=== EXTRACTED TEXT ===
=== Section Start ===
When I compare all of the jobs I worked in my life, the toughest and most challenging job was teaching where I often worked sixty to one hundred hours a week. Twenty-five to thirty hours a week was teaching and the rest of the sixty to one hundred hours was planning lessons, making phone calls to parents, paperwork (grades, etc.), and correcting student work.

In fact, I took work home during the school year almost every night and weekend often working until I was too tired to keep going.

When I retired from teaching in 2005, I decided that if for any reason I ever had to go back to work, I’d rather be an old  U.S. Marine fighting in a war zone like Vietnam, Iraq or Afghanistan. In fact, to avoid teaching again, I’d be willing to volunteer and strap on explosives and blow myself up along with a group of al Qaeda or Taliban terrorists before I’d go back in the classroom to be demeaned and abused by students, parents, administrators and our nation’s elected leaders, who make all the decisions for the public schools but accept none of the blame for anything that goes wrong and doesn’t work. Teachers are rarely part of the decision process. They are just the scapegoats for fools who say, “Those who can, do; those who can’t teach.”
=== Section End ===
=== SUPPLIED DATA ===
=== Section Start ===
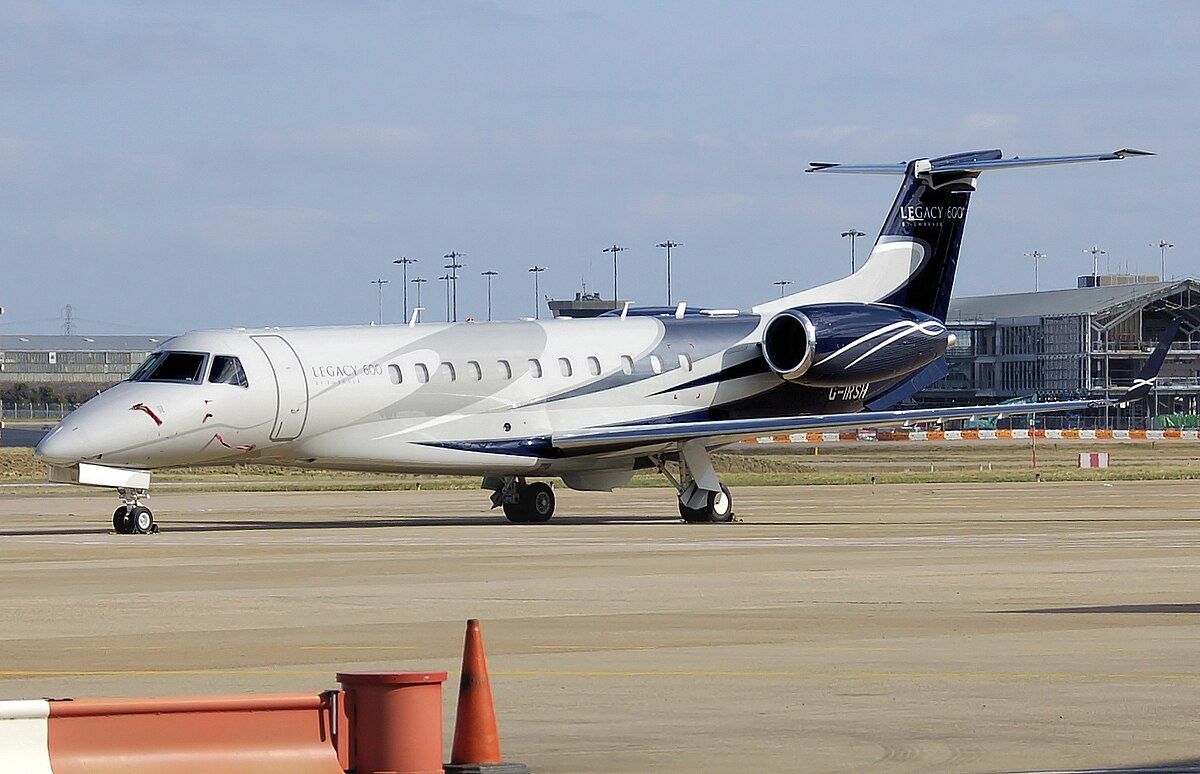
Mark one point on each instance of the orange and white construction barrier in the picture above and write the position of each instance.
=== Section End ===
=== USING THE INFORMATION ===
1. Update the account of teaching: give it again from "When I compare" up to and including "correcting student work.", with "paperwork" replaced by "record-keeping".
2. According to the account of teaching, which groups would demean and abuse the writer upon a return to the classroom?

=== TASK-BY-TASK RESULTS ===
1.
When I compare all of the jobs I worked in my life, the toughest and most challenging job was teaching where I often worked sixty to one hundred hours a week. Twenty-five to thirty hours a week was teaching and the rest of the sixty to one hundred hours was planning lessons, making phone calls to parents, record-keeping (grades, etc.), and correcting student work.

2. Students, parents, administrators, and the nation's elected leaders.